::: DANE DO ĆWICZENIA :::

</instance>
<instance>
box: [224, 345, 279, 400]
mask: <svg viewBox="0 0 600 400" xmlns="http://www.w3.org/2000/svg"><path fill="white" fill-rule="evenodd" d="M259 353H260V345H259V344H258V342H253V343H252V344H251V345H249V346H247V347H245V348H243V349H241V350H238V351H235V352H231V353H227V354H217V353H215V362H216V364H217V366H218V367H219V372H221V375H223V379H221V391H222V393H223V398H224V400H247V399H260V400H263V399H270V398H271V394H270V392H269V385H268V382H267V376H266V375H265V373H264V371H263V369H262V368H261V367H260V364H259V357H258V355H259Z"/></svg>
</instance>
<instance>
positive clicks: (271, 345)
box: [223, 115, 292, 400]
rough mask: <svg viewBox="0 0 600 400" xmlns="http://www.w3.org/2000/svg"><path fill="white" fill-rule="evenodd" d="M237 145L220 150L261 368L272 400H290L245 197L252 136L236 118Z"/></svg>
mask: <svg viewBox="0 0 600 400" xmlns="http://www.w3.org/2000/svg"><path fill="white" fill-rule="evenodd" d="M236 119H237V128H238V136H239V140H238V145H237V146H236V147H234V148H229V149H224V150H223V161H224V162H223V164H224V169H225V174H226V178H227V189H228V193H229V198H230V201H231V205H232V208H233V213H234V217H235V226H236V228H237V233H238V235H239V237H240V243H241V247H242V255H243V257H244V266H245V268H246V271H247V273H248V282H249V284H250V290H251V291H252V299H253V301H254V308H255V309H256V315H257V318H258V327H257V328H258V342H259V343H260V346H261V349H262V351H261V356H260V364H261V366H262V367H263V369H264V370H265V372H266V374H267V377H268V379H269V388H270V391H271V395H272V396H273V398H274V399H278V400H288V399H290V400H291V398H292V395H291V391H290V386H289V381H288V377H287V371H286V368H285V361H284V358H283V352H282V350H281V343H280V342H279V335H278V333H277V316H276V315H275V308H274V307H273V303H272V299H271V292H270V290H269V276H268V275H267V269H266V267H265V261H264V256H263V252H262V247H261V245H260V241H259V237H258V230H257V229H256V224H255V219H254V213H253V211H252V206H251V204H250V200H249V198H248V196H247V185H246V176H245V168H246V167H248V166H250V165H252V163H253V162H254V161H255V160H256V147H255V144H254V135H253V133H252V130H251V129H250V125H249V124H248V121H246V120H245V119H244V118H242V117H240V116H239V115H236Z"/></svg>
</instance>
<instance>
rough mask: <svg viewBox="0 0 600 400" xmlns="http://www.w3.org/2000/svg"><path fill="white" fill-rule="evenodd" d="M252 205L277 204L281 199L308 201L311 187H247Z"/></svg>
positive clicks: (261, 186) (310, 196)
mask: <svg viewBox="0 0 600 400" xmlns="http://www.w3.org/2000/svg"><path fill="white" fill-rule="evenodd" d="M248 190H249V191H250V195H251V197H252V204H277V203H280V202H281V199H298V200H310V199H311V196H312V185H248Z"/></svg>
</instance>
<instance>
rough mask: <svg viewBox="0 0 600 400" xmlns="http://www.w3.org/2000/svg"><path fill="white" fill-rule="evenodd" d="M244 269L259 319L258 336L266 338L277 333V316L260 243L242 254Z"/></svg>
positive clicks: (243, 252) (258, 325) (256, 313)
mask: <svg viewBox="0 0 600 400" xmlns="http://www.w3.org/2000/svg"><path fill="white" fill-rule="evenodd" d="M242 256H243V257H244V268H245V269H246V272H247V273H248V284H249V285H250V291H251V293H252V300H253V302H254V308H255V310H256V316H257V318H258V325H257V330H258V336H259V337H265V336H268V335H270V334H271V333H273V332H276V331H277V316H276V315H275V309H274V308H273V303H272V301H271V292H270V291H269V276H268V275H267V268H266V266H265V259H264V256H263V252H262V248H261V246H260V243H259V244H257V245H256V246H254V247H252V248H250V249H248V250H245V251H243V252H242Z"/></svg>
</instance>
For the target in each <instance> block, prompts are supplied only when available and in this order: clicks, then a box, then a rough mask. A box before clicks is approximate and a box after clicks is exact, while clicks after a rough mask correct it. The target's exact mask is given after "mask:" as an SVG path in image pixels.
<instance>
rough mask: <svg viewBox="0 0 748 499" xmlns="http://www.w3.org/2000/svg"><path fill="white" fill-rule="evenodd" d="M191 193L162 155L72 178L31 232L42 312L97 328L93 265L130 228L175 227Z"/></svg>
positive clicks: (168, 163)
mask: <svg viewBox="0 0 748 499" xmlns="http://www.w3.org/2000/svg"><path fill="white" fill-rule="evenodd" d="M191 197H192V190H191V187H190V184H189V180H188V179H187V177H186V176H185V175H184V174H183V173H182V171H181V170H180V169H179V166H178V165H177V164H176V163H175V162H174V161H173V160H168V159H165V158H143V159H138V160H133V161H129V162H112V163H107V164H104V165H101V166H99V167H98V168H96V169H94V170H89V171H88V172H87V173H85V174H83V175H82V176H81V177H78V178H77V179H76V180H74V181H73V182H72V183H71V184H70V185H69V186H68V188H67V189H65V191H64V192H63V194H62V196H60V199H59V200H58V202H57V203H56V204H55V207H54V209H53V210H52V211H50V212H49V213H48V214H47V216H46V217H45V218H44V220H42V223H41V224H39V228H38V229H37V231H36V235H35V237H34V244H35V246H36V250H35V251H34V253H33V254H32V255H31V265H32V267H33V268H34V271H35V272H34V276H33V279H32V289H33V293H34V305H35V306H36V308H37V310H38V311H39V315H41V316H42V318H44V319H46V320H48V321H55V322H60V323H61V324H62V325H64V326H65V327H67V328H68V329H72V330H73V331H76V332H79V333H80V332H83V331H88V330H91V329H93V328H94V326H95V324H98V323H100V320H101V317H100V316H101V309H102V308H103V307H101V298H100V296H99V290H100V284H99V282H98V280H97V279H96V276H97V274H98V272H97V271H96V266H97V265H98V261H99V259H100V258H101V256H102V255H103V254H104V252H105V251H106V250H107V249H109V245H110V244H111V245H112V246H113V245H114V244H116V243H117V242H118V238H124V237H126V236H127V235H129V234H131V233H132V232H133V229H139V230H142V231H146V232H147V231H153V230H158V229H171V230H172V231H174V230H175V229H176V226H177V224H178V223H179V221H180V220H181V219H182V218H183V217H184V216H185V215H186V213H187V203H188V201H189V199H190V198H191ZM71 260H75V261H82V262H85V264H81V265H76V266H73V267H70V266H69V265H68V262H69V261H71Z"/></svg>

:::

POLECENIE:
Zredaguj wszystkie powyższe wpisy, zamieniając każde „rough mask” na „coarse mask” i nie zmieniając niczego innego.

TWOJE ROZWIĄZANIE:
</instance>
<instance>
box: [224, 345, 279, 400]
mask: <svg viewBox="0 0 600 400" xmlns="http://www.w3.org/2000/svg"><path fill="white" fill-rule="evenodd" d="M259 353H260V345H259V344H258V342H253V343H252V344H251V345H249V346H247V347H245V348H243V349H241V350H238V351H235V352H231V353H227V354H217V353H215V362H216V364H217V366H218V367H219V372H221V375H223V379H221V391H222V393H223V398H224V400H247V399H260V400H263V399H270V398H271V394H270V392H269V385H268V382H267V376H266V375H265V373H264V371H263V369H262V368H261V367H260V364H259V357H258V355H259Z"/></svg>
</instance>
<instance>
positive clicks: (271, 345)
box: [223, 115, 292, 400]
coarse mask: <svg viewBox="0 0 600 400" xmlns="http://www.w3.org/2000/svg"><path fill="white" fill-rule="evenodd" d="M237 145L220 150L261 368L272 400H290L245 197L252 136L236 118Z"/></svg>
mask: <svg viewBox="0 0 600 400" xmlns="http://www.w3.org/2000/svg"><path fill="white" fill-rule="evenodd" d="M236 119H237V128H238V136H239V140H238V145H237V146H236V147H234V148H229V149H224V150H223V161H224V162H223V164H224V169H225V174H226V178H227V189H228V193H229V198H230V201H231V205H232V208H233V213H234V217H235V226H236V228H237V233H238V235H239V237H240V243H241V247H242V255H243V257H244V266H245V268H246V271H247V273H248V282H249V284H250V290H251V291H252V299H253V301H254V308H255V309H256V315H257V318H258V327H257V328H258V342H259V343H260V346H261V349H262V351H261V356H260V364H261V366H262V367H263V369H264V370H265V372H266V374H267V377H268V379H269V388H270V391H271V395H272V396H273V398H274V399H278V400H288V399H290V400H291V398H292V395H291V391H290V386H289V381H288V377H287V371H286V368H285V361H284V358H283V352H282V350H281V343H280V342H279V335H278V333H277V316H276V315H275V308H274V307H273V303H272V299H271V292H270V290H269V276H268V275H267V269H266V267H265V261H264V256H263V252H262V247H261V245H260V241H259V237H258V230H257V229H256V224H255V219H254V213H253V211H252V206H251V204H250V200H249V198H248V196H247V185H246V176H245V168H246V167H248V166H250V165H252V163H253V162H254V161H255V160H256V147H255V144H254V135H253V133H252V130H251V129H250V125H249V124H248V121H246V120H245V119H244V118H242V117H240V116H239V115H236Z"/></svg>
</instance>
<instance>
coarse mask: <svg viewBox="0 0 600 400" xmlns="http://www.w3.org/2000/svg"><path fill="white" fill-rule="evenodd" d="M252 205L277 204L281 199L308 201L311 187H247Z"/></svg>
positive clicks: (261, 186) (310, 196)
mask: <svg viewBox="0 0 600 400" xmlns="http://www.w3.org/2000/svg"><path fill="white" fill-rule="evenodd" d="M248 190H249V191H250V195H251V197H252V204H277V203H280V202H281V199H298V200H310V199H311V196H312V185H248Z"/></svg>
</instance>
<instance>
coarse mask: <svg viewBox="0 0 600 400" xmlns="http://www.w3.org/2000/svg"><path fill="white" fill-rule="evenodd" d="M244 269L259 319L258 336L266 338L277 333V316L260 243L242 254Z"/></svg>
positive clicks: (243, 252) (258, 325) (256, 313)
mask: <svg viewBox="0 0 600 400" xmlns="http://www.w3.org/2000/svg"><path fill="white" fill-rule="evenodd" d="M242 256H243V257H244V268H245V269H246V272H247V273H248V284H249V285H250V291H251V293H252V300H253V302H254V308H255V310H256V316H257V318H258V325H257V330H258V336H259V337H265V336H268V335H270V334H271V333H273V332H276V331H277V316H276V315H275V309H274V308H273V303H272V301H271V292H270V291H269V276H268V275H267V268H266V266H265V259H264V256H263V252H262V248H261V246H260V243H259V244H257V245H256V246H254V247H252V248H250V249H248V250H245V251H243V252H242Z"/></svg>
</instance>
For the target in each <instance> block, prompts are supplied only when available and in this order: clicks, then a box, then a coarse mask. A box before clicks is approximate and a box after clicks is exact, while clicks after a coarse mask correct it. The target's exact mask is given after "mask:" as an SVG path in image pixels.
<instance>
coarse mask: <svg viewBox="0 0 748 499" xmlns="http://www.w3.org/2000/svg"><path fill="white" fill-rule="evenodd" d="M191 193L162 155L72 178L31 232L42 312L97 328L93 265L130 228L175 227Z"/></svg>
positive clicks: (168, 163)
mask: <svg viewBox="0 0 748 499" xmlns="http://www.w3.org/2000/svg"><path fill="white" fill-rule="evenodd" d="M191 197H192V190H191V187H190V184H189V180H188V179H187V177H186V176H185V175H184V174H183V173H182V171H181V170H180V169H179V166H178V165H177V164H176V163H175V162H174V161H173V160H168V159H165V158H143V159H138V160H133V161H129V162H112V163H107V164H104V165H101V166H99V167H98V168H96V169H94V170H89V171H88V172H87V173H85V174H83V175H82V176H81V177H78V178H77V179H76V180H74V181H73V182H72V183H71V184H70V185H69V186H68V188H67V189H65V191H64V192H63V194H62V196H60V199H59V200H58V202H57V203H56V204H55V207H54V209H53V210H52V211H50V212H49V213H48V214H47V216H46V217H45V218H44V220H42V223H41V224H39V228H38V229H37V231H36V235H35V237H34V244H35V246H36V250H35V251H34V253H33V254H32V255H31V265H32V267H33V268H34V271H35V272H34V276H33V279H32V289H33V293H34V305H35V306H36V308H37V310H38V311H39V315H41V316H42V318H44V319H46V320H48V321H55V322H60V323H61V324H62V325H64V326H65V327H67V328H68V329H72V330H73V331H76V332H79V333H80V332H83V331H88V330H91V329H93V328H94V326H95V324H98V323H100V320H101V317H100V316H101V309H102V308H103V307H101V298H100V296H99V290H100V284H99V282H98V280H97V279H96V276H97V274H98V272H97V271H96V266H97V265H98V261H99V259H100V258H101V256H102V255H103V254H104V252H105V251H106V250H107V249H109V245H110V244H111V245H112V246H113V245H114V244H116V243H117V242H118V238H124V237H126V236H127V235H129V234H131V233H132V232H133V229H139V230H142V231H146V232H147V231H153V230H158V229H171V230H172V231H174V230H175V229H176V226H177V224H178V223H179V221H180V220H181V219H182V218H183V217H184V216H185V215H186V213H187V203H188V201H189V199H190V198H191ZM71 260H75V261H82V262H85V264H81V265H76V266H73V267H70V266H69V265H68V262H69V261H71Z"/></svg>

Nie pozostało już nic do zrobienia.